• [Short task]:
Continue the passage on the early history of the Ayutthaya kingdom from its final sentence.

## Start Quoted text

The core of what was to become the kingdom of Ayutthaya had in the thirteen century been the western provinces of the Angkorian Empire in the region centered on a province, now called Lopburi.1 Although the personal name of the founder of Ayutthaya was not known, most scholars agree that he was the prince of U Thong, who belonged to the rulers of Chiang Seng, now Suphan on March 4, 1351.2 U Thong, also known as Phrya U Thong after founding Ayutthaya, assumed the title of Ramathibodi, which was to be assumed by many other kings of Siam later.3 The reason that led to the establishment of Ayutthaya is not known, though it may be contributed to the Tai’s4 continued move to southward onto the central plain.5

Geographically situated on an island in the Chao Phraya, a point reachable by seagoing vassals on the northwestern edge of the powerful Khmer empire, Ayutthaya was first only a small city-state.6  However, by the mid of 13C when Angkor’s control over the region faded, Ayutthayan Tai kings succeeded in pushing the Khmer back, and in 1431 the Tai sacked Angkor, the great capital of the Khmer. (Wars against neighbouring powers were to remain endemic throughout the Ayutthayan period.)

In 1438 Sukhothai, once a more powerful Thai kingdom, was made a province of Ayutthaya.7 Whereas Sukhothai was an independent kingdom for only about 200 years (11 – 13 AD), its successor, Ayutthaya—situated in the rich rice plains of the Chao Phraya River basin, about 55 miles north of present-day Bangkok—lasted more than 400 years (1351 – 1767).8 During the Ayutthayan period the Tai consolidated their position as the leading power in what is now central and north-central Thailand, as well as throughout much of its southern peninsular region. Since many of Ayutthaya's neighbours called the country “Siam”, the Tai of Ayutthaya came to be known as the Siamese.9

Khmer Influence and Years of Development

When the Siamese conquered Angkor, they brought many Khmer captives back to Ayutthaya with them. Some had been officials or craftsmen at the Khmer royal court. From them Ayutthaya's rulers adopted many Hindu practices that had been followed by the Khmer, including the concept of the ruler as god-king (devaraja). The power of the ruler was enhanced not only through symbolic and ideological concepts drawn from Khmer-Hindu beliefs about the god-king but also through the centralization of political power.

## End Quoted text
## Start Provided data

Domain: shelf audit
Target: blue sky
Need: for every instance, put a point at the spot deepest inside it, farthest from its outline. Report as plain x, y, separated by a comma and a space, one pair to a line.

## End Provided data

• [Final result]:
King Boromma Trailokanat, or Trailok (ruled 1448–88) created a state in which the ruler stood at the centre of a series of concentric circles. He took efforts on reforming the kingdom’s laws and strengthening his administration.10 He was the first king who promulgated the system of law in Siam history.11 He issued two important pieces of legislation—the Law of the Civil Hierarchy and the Law of the Military and Provincial Hierarchies.12 As in the müang system, the outer circles were governed by hereditary lords, or chao. The inner circles, however, were administered by officeholders appointed by the king, and thus these operated to a limited degree on bureaucratic rather than hereditary lines.13

The Tai kings of Ayutthaya also issued formal codes of civil and criminal law based on the ancient Indian body of jurisprudence called the Dharma-sastra. At the same time, a formal and highly complex hierarchical system assigned each person a varying number of units (sakdi na) that designated one's rank within society. At the bottom of the scale, a slave was worth 5 units; freemen were ranked at 25 and above, while the heir apparent was assigned no fewer than 100,000 units.14 For instance, the Chao Phryas, holding important posts, were allowed to hold from 1,000 to 4,000 acres. Subordinate officials, such as Khuns and Luangs, held from 160 acres upwards. Common people held 10 acres.15

The mass of the people in Ayutthayan times were peasant farmers, either freemen or slaves. The latter included war captives, bondsmen, and debtors. Freemen were obliged to work for six months each year for the local representatives of the king, to pay taxes, and to provide military service as required. An intricate patronage system extended throughout society, whereby clients provided their patrons with services in return for the protection of the patrons. Ayutthaya was an under-populated society, and the constant need for manpower helped protect clients from excessive demands by patrons; if the demands of the patrons became too burdensome, the freeman could always move and take up new land as a last resort.16

Despite the introduction of Brahmanism into court ritual and the admixture of animism and superstition that pervaded religious practice at all levels of society, Theravāda Buddhism took deep root throughout Siam during the Ayutthayan times.

Buddhism in Ayutthaya

Buddhism, with its strong monastic establishment, played an important role in society, forming a focal point for village life, providing young males with an education, and offering those who elected to remain in the monkhood (sangha) a channel for upward social mobility.17 The reign of Boromaraja I was an important period in the history of Ayutthaya which became the famous center of Siam, not only politically but also spiritually. The rulers of Ayutthaya, who sent triennial tribute missions to the Chinese imperial court and emissaries abroad as far a field as Europe, also established Buddhist missions in Sri Lanka.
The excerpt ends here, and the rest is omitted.